Brief: Return the entire passage on fish species of the Red Deer River watershed word for word.

Source passage:
%%
As the spring arrives and life returns to the riparian zone, I’ve been thinking about some of the aquatic neighbours we have in Mountain View County and the Red Deer River watershed.
Here’s an introduction to a few of the fish species which can be encountered.
Brook Stickelback are interesting for a few reasons. They are small (less than 10 cm at most), olive green, and easily recognized by the four to six small spikes which protrude from their backs.
They can be found commonly along calm shorelines, at the bases of aquatic plants. Male stickelbacks create small nests for eggs out of algae and leaves, which can be observed (carefully) from late May through June.
In Alberta, numerous small populations of these fish have been studied due to an unusual genetic condition which results in the partial absence of skeletal growth.
Mountain Whitefish are a stable and abundant native species which prefer slow-moving water and traveling in large groups. Man-made reservoirs have become a preferred habitat, and indeed these fish can be found in Gleniffer Lake in Mountain View County.
Whitefish are mostly bottom dwelling, but will surface to catch insects. They are streamlined and tubular in shape, with a forked tail, and silver scales with a yellow or green tint.
Two introduced species, Brook Trout and Brown Trout, have been the subject of much controversy in Alberta due to their competition with native cutthroat and bull trout.
Native to Eastern Canada, “Brookies” are admired for their vibrant colours–wavy dark green backs and red bellies with colourful spots in between. Brook trout are able to spawn at an especially young age and small size, making overpopulation a common occurrence.
Brown trout are yellowish brown with black spots, and are genetically very closely related to Atlantic salmon. As the story goes, they were introduced to Alberta’s Bow River in the 1940s when a fish-transport truck broke down and needed somewhere to put its load … .
Compared to native trout, both of these introduced species are better suited for water that is warmer, dirtier, and lower in available oxygen–which is one of the reasons why native species now make up less than 10% of the trout in most Alberta rivers.
Rainbow trout, Northern Pike, Walleye, and Perch are some of the other native fish species that can be found in the Red Deer River watershed.
%%
Exercise data:
%%
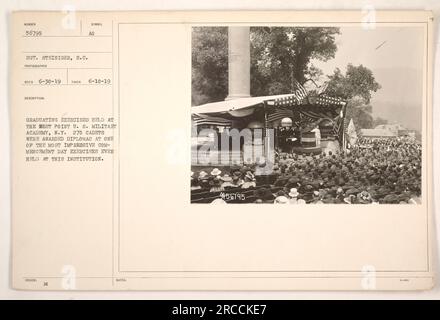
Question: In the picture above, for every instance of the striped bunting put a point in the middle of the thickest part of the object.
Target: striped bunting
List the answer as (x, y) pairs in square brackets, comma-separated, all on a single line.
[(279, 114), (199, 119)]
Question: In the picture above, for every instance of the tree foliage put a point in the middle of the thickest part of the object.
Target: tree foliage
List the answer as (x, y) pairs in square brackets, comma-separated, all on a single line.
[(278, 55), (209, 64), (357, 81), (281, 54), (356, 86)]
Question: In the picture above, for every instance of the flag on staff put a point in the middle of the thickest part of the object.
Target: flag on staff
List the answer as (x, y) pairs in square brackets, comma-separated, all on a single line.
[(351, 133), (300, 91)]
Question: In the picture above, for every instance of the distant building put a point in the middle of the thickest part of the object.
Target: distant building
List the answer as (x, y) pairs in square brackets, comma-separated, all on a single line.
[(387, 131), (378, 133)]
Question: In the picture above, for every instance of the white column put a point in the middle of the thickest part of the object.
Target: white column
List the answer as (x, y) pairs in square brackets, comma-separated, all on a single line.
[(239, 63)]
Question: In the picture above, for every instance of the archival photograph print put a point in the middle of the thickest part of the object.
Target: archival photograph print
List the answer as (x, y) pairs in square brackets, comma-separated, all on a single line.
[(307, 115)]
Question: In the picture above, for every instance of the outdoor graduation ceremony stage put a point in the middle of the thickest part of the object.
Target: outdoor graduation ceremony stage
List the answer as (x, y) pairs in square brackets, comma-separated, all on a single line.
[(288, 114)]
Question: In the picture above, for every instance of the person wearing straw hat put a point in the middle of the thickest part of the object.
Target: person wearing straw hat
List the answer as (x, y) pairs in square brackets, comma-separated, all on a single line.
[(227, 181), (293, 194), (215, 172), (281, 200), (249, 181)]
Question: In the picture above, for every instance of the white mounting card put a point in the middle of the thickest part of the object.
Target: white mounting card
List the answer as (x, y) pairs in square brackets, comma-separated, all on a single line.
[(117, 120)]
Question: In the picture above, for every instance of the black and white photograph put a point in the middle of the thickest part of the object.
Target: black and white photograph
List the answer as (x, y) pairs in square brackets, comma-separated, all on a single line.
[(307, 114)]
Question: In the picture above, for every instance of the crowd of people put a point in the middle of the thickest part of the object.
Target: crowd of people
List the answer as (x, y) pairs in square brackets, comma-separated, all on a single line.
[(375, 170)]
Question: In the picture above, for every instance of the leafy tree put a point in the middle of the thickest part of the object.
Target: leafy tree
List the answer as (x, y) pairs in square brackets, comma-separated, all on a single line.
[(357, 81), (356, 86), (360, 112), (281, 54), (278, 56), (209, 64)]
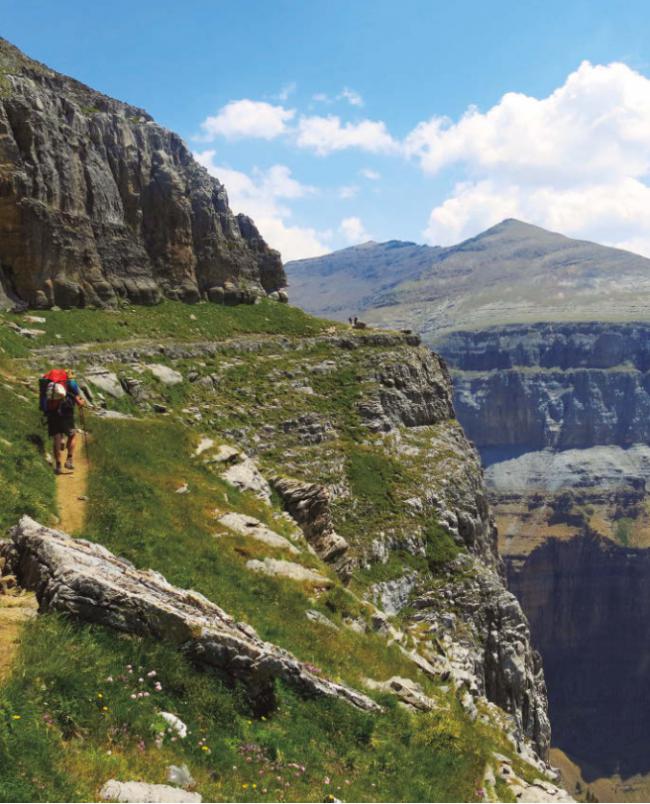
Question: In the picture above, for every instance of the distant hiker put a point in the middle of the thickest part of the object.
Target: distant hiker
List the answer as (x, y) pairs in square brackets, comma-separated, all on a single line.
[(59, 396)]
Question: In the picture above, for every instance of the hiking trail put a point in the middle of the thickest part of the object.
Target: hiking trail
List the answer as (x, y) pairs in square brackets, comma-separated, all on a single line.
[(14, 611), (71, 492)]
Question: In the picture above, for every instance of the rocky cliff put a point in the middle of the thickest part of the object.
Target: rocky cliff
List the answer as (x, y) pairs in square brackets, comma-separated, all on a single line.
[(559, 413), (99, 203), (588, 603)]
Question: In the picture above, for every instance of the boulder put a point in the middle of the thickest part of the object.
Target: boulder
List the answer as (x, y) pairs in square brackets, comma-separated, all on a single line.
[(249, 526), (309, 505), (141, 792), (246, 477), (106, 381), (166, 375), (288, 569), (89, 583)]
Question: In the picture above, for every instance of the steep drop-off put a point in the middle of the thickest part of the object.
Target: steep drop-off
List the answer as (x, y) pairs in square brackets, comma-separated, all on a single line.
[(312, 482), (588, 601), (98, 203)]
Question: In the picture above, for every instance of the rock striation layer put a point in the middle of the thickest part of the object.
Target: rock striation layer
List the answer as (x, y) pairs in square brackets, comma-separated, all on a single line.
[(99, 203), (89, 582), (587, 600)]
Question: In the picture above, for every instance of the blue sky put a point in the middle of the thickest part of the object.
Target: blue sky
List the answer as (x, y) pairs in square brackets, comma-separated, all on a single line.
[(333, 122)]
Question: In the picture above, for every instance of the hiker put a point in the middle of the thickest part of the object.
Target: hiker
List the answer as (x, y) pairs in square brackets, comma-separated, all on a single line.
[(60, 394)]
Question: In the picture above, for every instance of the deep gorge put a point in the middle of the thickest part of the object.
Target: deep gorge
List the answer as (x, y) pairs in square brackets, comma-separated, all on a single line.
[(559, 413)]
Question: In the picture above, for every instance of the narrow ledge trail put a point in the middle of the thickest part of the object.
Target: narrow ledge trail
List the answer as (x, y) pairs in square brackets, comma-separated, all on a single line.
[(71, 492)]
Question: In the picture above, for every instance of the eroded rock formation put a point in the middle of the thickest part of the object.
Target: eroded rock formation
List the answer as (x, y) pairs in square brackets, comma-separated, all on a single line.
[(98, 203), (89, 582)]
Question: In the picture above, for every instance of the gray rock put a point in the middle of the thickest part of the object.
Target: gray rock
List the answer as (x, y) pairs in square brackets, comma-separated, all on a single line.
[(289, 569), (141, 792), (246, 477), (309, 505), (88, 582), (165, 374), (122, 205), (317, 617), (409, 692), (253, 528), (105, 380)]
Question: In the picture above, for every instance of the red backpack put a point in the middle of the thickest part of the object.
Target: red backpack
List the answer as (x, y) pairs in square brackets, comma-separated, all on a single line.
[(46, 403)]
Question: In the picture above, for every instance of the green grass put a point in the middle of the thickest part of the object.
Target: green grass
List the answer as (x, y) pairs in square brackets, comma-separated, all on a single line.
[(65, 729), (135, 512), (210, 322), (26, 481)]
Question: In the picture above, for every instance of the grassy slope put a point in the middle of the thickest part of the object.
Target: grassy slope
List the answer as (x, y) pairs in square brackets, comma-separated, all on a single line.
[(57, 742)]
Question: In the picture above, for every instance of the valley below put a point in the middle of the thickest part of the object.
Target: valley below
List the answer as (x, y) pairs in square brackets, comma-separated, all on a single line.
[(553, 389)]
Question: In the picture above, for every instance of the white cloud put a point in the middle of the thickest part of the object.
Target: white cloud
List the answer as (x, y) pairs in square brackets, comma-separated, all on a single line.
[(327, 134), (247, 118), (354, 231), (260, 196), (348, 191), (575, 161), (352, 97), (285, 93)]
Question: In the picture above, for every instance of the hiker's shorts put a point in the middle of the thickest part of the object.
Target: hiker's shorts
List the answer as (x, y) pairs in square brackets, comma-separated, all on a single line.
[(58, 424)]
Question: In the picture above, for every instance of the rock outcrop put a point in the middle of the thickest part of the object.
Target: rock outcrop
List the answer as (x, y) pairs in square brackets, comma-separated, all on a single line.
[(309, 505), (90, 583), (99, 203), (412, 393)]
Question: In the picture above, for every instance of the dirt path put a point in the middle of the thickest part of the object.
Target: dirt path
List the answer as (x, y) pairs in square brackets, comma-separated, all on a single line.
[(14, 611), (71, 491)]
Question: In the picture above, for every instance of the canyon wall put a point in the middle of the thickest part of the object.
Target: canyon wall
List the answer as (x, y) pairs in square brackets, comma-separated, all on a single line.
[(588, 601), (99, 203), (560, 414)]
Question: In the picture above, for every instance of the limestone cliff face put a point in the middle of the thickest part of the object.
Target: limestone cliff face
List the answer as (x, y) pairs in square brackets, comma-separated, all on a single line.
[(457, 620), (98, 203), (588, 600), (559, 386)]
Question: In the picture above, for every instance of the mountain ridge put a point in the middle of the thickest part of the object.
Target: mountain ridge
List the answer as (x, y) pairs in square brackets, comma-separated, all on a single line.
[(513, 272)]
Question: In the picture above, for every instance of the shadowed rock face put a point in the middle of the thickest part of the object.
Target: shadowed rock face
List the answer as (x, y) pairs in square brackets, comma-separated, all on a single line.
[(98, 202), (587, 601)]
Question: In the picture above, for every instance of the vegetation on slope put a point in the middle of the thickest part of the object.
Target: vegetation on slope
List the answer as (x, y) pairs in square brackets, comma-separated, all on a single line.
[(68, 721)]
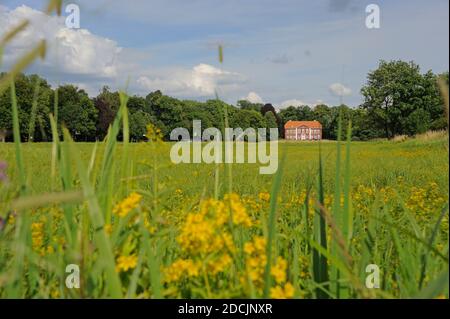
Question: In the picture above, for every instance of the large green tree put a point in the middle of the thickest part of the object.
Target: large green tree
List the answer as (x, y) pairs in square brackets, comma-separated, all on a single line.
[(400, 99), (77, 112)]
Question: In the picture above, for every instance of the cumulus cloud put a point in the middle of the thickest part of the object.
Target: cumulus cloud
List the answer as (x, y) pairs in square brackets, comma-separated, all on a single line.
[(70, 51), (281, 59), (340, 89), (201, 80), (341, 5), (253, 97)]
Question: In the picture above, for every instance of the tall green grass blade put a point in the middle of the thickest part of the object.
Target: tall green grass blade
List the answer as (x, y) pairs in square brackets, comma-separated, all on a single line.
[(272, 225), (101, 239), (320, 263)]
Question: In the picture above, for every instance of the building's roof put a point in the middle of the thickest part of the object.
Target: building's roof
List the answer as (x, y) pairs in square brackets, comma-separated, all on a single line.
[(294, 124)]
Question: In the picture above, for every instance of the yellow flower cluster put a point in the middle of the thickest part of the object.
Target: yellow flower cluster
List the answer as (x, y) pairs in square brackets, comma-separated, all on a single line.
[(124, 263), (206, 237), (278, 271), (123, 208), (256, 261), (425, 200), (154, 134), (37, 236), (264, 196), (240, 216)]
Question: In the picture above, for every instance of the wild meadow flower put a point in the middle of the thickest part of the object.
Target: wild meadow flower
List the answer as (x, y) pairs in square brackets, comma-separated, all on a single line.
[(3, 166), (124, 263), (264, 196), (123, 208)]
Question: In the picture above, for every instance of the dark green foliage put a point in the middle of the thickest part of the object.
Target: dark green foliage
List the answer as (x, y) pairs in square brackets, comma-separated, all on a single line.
%%
Task output:
As the spring arrives and life returns to the riparian zone, I’ve been thinking about some of the aquatic neighbours we have in Mountain View County and the Red Deer River watershed.
Here’s an introduction to a few of the fish species which can be encountered.
Brook Stickelback are interesting for a few reasons. They are small (less than 10 cm at most), olive green, and easily recognized by the four to six small spikes which protrude from their backs.
They can be found commonly along calm shorelines, at the bases of aquatic plants. Male stickelbacks create small nests for eggs out of algae and leaves, which can be observed (carefully) from late May through June.
In Alberta, numerous small populations of these fish have been studied due to an unusual genetic condition which results in the partial absence of skeletal growth.
Mountain Whitefish are a stable and abundant native species which prefer slow-moving water and traveling in large groups. Man-made reservoirs have become a preferred habitat, and indeed these fish can be found in Gleniffer Lake in Mountain View County.
Whitefish are mostly bottom dwelling, but will surface to catch insects. They are streamlined and tubular in shape, with a forked tail, and silver scales with a yellow or green tint.
Two introduced species, Brook Trout and Brown Trout, have been the subject of much controversy in Alberta due to their competition with native cutthroat and bull trout.
Native to Eastern Canada, “Brookies” are admired for their vibrant colours–wavy dark green backs and red bellies with colourful spots in between. Brook trout are able to spawn at an especially young age and small size, making overpopulation a common occurrence.
Brown trout are yellowish brown with black spots, and are genetically very closely related to Atlantic salmon. As the story goes, they were introduced to Alberta’s Bow River in the 1940s when a fish-transport truck broke down and needed somewhere to put its load … .
Compared to native trout, both of these introduced species are better suited for water that is warmer, dirtier, and lower in available oxygen–which is one of the reasons why native species now make up less than 10% of the trout in most Alberta rivers.
Rainbow trout, Northern Pike, Walleye, and Perch are some of the other native fish species that can be found in the Red Deer River watershed.